= Direction =
Count the lines in the items below: how many contain the word "fingers"? Reply with the number alone.

Contour annotation items:
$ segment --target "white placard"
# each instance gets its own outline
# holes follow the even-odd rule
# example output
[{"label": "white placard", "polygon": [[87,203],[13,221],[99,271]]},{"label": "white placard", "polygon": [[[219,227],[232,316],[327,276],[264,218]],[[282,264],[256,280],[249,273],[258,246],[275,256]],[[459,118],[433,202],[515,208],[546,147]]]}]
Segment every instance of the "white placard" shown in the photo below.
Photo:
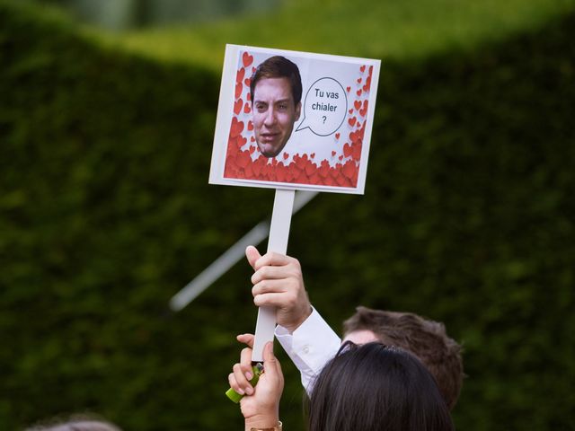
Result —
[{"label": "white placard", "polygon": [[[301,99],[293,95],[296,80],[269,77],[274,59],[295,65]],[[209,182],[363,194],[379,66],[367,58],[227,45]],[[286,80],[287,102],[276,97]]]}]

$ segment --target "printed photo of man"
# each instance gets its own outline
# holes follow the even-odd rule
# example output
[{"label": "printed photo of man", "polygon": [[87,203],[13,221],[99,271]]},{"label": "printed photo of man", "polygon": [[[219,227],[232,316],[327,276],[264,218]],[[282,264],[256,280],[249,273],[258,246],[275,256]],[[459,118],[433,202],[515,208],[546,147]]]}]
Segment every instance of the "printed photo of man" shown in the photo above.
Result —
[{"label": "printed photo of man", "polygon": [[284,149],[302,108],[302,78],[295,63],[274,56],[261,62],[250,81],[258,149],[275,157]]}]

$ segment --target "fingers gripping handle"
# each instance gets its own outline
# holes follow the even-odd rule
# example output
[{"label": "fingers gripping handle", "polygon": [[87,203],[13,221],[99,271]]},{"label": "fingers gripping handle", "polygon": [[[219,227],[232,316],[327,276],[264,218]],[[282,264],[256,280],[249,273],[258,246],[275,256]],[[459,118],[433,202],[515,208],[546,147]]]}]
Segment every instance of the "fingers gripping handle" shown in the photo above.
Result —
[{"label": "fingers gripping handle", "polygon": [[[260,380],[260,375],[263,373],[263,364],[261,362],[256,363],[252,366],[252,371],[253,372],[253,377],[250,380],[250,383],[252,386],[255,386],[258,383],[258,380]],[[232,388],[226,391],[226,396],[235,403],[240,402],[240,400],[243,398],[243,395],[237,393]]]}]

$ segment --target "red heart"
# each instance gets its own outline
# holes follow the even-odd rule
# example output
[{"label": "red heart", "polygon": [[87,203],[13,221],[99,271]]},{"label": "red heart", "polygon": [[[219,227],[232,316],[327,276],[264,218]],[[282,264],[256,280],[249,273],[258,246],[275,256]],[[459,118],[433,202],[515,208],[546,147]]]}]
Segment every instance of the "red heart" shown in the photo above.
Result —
---
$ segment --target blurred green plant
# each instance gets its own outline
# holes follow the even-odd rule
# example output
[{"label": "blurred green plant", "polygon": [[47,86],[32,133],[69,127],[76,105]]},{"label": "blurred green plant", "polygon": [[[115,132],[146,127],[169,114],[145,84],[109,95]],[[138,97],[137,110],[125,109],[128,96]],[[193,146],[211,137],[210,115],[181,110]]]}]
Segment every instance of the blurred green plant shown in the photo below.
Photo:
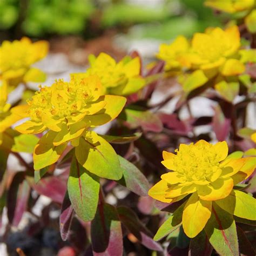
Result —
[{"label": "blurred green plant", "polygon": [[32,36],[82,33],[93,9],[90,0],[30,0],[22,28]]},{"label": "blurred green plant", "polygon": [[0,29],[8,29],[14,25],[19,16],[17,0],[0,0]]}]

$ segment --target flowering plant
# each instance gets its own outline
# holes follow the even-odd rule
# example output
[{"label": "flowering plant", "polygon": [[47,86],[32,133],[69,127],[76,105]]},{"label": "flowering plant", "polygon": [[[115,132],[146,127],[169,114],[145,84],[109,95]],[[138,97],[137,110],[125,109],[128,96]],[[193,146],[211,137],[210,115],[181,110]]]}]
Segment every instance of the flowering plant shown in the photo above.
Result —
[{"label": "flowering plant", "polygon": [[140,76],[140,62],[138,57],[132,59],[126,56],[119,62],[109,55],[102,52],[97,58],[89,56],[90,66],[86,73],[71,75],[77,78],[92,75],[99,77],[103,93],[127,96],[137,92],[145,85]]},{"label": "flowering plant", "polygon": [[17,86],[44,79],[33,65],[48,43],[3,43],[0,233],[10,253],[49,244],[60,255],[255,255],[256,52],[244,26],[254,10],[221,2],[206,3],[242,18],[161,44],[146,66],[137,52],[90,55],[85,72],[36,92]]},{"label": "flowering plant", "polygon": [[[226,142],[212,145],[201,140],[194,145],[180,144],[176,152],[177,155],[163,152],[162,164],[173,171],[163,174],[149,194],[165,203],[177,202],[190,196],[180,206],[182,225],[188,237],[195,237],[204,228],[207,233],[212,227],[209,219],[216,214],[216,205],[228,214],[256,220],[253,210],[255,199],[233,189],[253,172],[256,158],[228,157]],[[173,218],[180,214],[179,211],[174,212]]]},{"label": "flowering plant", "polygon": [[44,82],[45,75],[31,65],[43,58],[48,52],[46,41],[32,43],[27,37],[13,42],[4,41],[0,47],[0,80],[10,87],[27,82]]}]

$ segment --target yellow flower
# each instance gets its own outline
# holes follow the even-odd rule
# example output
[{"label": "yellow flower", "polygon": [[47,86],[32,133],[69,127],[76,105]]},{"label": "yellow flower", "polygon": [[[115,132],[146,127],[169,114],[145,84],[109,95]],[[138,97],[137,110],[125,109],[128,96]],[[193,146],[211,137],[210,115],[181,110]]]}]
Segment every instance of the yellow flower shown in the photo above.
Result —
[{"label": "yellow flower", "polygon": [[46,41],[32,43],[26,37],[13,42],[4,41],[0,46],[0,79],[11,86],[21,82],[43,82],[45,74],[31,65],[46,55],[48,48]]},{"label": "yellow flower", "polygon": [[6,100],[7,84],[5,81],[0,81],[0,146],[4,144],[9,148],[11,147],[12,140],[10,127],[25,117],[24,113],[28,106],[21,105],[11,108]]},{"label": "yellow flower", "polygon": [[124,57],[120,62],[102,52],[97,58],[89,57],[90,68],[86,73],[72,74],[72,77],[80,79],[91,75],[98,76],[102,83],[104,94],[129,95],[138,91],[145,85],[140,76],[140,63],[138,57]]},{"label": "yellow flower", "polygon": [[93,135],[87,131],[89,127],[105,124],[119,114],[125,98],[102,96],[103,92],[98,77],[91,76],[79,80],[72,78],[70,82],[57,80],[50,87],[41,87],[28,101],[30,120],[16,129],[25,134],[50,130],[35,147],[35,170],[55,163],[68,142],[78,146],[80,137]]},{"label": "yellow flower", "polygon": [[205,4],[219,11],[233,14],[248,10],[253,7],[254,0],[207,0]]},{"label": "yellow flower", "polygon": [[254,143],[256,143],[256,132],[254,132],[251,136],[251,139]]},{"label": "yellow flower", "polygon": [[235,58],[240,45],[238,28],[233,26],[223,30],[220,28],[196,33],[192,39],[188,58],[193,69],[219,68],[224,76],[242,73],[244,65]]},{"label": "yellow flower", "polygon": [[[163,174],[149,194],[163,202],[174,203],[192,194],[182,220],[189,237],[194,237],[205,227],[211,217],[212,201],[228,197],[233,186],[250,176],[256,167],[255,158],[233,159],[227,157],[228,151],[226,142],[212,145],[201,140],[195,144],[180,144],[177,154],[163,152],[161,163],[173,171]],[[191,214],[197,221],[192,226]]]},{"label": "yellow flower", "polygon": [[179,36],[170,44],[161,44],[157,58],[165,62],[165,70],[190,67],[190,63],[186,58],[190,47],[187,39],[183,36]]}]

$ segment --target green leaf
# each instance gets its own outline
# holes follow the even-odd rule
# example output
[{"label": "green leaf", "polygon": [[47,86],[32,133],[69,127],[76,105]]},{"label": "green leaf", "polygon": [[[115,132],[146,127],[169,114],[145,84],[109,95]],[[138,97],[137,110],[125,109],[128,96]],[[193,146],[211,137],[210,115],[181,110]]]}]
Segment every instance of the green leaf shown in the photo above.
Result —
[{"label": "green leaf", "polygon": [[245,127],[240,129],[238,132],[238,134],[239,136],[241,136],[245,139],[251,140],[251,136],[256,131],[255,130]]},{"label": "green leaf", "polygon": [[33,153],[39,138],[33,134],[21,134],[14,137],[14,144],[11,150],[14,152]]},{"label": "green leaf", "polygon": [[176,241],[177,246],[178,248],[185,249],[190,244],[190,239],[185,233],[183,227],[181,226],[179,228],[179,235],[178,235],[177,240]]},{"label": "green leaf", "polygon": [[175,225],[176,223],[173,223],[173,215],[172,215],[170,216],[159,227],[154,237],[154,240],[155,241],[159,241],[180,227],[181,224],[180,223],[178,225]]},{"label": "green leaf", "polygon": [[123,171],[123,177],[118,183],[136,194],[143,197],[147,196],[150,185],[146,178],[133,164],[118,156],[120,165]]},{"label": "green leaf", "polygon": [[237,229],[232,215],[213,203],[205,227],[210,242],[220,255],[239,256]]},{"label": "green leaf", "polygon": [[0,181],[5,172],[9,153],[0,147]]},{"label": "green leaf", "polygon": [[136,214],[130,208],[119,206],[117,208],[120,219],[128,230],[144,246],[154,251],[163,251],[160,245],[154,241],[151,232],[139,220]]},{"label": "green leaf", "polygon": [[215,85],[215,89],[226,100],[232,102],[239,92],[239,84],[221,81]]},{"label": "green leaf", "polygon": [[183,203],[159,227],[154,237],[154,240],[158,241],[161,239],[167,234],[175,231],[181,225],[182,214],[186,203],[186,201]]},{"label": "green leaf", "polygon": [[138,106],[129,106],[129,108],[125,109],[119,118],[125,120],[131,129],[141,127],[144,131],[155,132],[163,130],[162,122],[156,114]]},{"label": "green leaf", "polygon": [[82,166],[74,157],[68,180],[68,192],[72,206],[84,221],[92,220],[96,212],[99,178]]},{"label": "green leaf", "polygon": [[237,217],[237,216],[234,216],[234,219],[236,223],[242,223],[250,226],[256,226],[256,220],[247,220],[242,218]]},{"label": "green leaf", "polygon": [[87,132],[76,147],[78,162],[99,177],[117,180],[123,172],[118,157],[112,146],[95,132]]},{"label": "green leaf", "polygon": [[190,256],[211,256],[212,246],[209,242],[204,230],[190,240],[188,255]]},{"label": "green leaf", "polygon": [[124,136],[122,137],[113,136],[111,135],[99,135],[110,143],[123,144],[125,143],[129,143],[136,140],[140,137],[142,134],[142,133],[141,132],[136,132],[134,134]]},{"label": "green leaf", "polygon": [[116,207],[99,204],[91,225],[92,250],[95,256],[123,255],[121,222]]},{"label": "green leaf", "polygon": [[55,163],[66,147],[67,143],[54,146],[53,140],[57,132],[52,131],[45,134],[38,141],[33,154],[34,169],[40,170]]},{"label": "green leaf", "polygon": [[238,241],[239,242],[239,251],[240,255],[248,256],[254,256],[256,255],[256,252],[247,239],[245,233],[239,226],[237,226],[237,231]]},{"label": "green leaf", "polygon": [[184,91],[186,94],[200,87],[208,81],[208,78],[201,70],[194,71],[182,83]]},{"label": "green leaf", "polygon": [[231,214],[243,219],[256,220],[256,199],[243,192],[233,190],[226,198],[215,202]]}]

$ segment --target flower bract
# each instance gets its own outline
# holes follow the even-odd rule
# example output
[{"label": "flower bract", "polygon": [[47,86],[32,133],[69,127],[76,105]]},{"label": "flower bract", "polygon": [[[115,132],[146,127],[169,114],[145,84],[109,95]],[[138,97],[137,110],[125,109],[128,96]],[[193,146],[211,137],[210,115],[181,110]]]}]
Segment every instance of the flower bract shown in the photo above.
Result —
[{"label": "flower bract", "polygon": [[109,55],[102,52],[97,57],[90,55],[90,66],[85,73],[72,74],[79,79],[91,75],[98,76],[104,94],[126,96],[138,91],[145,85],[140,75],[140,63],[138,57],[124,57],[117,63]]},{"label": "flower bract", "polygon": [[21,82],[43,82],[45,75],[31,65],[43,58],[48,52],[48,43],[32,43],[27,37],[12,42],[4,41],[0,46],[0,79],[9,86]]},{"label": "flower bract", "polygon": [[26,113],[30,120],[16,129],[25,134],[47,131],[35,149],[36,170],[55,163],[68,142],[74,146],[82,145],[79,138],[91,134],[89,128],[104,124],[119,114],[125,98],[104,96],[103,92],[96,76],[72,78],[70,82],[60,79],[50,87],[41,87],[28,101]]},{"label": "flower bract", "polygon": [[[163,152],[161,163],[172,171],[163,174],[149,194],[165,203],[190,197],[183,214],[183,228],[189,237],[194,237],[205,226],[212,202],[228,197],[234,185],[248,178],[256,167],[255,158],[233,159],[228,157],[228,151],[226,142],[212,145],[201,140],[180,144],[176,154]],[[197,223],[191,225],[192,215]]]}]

= Answer below =
4